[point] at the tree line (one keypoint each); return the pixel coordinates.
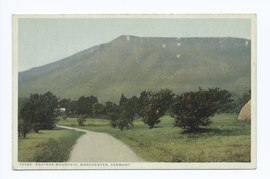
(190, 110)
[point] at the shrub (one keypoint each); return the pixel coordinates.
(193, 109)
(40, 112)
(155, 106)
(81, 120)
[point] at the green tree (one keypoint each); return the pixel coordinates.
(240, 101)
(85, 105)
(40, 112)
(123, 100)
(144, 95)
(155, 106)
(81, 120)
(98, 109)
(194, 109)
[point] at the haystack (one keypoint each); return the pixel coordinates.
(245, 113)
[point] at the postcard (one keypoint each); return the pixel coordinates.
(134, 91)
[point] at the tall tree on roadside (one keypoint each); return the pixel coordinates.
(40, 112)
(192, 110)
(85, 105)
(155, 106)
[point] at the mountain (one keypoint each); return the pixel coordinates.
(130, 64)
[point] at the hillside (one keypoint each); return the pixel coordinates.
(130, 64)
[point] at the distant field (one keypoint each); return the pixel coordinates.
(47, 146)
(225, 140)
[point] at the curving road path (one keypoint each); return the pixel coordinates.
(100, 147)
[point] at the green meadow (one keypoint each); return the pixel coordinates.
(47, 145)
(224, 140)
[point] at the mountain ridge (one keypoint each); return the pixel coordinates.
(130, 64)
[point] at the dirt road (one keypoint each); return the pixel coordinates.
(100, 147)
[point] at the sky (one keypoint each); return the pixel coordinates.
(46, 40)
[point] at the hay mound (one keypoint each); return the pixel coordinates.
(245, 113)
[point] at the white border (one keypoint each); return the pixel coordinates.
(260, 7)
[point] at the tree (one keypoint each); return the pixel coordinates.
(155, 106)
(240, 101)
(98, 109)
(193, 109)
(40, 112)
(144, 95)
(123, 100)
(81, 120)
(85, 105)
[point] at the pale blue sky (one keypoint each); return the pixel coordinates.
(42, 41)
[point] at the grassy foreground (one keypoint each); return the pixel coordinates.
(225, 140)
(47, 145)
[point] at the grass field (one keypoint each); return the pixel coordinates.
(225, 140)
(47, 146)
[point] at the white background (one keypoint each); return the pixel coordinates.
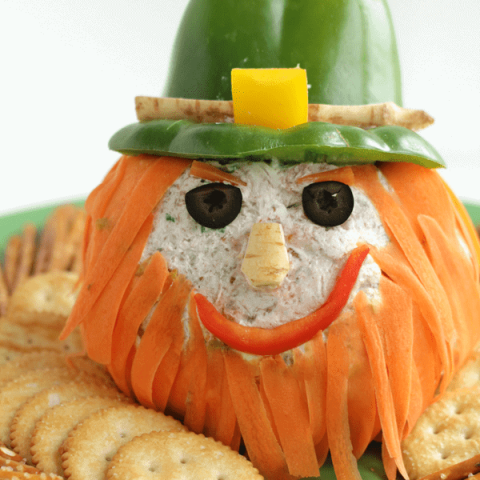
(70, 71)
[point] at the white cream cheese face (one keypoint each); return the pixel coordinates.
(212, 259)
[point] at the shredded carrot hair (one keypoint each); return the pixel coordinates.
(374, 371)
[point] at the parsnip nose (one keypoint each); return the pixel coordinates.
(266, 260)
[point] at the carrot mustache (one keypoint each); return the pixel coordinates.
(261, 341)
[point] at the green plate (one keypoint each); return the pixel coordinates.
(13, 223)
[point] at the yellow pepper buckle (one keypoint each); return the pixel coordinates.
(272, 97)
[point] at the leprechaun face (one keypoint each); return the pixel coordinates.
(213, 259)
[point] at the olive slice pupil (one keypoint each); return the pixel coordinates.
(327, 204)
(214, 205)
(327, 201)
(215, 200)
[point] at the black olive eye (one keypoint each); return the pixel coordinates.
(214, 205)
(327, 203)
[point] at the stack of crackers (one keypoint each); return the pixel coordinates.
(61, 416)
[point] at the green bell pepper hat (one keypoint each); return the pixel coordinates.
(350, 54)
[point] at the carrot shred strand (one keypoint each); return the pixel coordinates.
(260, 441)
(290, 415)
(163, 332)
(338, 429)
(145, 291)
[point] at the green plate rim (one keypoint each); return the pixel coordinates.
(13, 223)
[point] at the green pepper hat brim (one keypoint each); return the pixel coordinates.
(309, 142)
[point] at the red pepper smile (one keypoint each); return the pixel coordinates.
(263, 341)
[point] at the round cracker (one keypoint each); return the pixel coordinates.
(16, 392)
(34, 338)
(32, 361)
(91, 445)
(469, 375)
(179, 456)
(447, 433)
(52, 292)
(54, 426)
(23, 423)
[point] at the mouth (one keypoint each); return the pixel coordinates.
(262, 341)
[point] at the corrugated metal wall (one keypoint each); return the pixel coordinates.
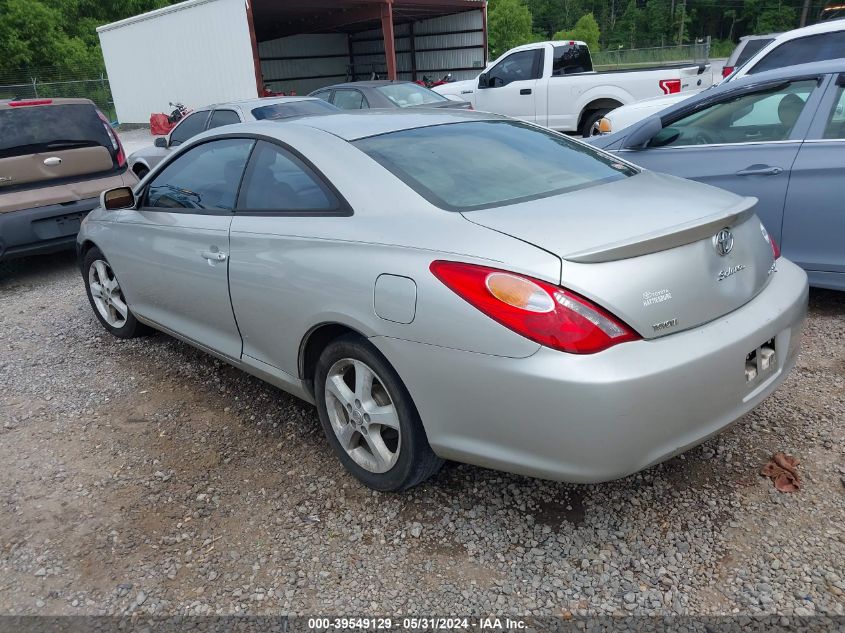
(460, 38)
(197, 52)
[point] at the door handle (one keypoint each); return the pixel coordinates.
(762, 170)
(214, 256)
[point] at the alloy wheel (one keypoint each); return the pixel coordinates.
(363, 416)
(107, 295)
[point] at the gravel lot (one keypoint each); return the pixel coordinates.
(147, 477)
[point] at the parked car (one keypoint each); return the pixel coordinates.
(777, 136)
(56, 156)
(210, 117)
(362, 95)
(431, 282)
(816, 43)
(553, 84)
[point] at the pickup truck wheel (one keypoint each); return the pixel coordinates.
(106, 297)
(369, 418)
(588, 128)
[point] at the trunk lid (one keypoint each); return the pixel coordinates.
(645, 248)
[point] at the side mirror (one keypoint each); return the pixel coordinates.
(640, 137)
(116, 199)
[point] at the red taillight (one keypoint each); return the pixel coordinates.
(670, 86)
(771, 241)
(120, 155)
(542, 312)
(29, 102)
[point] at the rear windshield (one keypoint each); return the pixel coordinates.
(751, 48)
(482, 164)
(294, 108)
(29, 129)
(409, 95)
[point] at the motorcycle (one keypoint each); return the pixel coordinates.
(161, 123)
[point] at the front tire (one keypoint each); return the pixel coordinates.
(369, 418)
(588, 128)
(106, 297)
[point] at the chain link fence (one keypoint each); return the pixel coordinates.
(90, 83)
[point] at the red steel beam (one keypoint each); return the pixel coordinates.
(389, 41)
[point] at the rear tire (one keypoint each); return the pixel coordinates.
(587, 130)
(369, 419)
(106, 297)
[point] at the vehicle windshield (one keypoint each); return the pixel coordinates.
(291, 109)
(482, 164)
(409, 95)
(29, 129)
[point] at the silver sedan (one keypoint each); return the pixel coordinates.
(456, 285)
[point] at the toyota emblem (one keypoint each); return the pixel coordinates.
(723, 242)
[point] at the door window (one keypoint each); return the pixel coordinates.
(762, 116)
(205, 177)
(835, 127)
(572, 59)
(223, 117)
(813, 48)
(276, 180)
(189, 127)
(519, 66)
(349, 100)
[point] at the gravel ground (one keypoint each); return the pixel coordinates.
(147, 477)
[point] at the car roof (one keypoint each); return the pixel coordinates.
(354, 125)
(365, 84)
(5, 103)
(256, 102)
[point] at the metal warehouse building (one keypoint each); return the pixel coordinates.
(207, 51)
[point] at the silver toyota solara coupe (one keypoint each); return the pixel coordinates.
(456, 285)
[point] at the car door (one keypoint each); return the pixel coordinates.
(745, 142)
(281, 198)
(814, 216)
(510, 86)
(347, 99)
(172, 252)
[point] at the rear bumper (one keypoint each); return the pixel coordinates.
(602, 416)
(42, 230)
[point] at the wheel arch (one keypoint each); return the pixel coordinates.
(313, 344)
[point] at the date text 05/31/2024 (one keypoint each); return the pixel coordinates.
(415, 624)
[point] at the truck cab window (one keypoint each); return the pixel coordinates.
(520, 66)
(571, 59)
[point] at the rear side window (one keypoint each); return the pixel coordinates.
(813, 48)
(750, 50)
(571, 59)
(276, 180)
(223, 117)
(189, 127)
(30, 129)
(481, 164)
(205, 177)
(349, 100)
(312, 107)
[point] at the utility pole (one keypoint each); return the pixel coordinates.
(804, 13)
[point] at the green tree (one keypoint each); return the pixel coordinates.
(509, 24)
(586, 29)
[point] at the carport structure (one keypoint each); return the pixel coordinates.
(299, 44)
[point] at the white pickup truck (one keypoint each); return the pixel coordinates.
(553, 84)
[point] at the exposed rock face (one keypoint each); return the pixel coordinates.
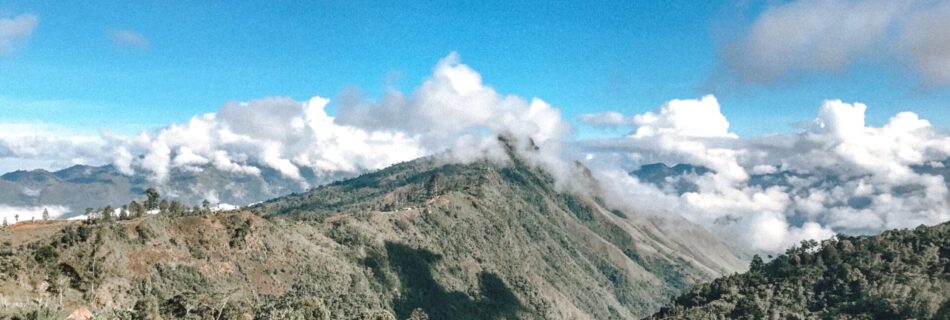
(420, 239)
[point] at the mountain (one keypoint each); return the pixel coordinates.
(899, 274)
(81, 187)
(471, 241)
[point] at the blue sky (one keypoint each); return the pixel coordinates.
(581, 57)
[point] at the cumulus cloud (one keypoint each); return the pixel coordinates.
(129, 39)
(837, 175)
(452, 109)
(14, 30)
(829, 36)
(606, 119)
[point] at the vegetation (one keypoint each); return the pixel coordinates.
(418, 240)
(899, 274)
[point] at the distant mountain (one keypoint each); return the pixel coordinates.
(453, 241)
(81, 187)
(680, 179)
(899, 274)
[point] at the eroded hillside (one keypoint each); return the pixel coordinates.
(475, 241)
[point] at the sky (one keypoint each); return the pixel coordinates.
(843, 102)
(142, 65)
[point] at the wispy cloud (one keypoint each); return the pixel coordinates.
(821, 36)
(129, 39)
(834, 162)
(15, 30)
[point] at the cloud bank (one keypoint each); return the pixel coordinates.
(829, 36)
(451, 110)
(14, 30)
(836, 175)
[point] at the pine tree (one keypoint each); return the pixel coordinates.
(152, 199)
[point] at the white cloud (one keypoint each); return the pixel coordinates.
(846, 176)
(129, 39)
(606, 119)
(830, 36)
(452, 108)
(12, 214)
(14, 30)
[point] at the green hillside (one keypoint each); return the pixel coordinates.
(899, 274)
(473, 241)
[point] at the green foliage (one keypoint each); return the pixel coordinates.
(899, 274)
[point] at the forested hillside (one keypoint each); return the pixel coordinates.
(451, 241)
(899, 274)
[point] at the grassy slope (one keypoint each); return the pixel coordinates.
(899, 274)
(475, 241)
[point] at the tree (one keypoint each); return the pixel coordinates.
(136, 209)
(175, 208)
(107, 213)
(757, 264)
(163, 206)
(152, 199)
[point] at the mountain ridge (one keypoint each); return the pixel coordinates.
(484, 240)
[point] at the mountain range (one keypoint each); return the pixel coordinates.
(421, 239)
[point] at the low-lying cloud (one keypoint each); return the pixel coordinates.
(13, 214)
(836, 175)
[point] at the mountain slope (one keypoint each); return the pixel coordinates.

⁂

Schreibe die Zeilen des Materials als Markdown-Tabelle um, beginnend mit der Zeile mit „[point] at the mountain range“ und weiter bis zum Ende des Materials. Verwende die Spalten „Nummer“ für die laufende Zeilennummer und „Zeile“ für den Text und lass leere Zeilen weg.

#### SCHRIFTLICHE LÖSUNG
| Nummer | Zeile |
|---|---|
| 1 | [point] at the mountain range (one keypoint each); return the pixel coordinates. |
| 2 | (421, 239) |
| 3 | [point] at the low-lying cloud (one keypoint each); return the pixel coordinates. |
| 4 | (13, 214) |
| 5 | (836, 175) |
| 6 | [point] at the mountain slope (one keypoint each); return the pixel coordinates. |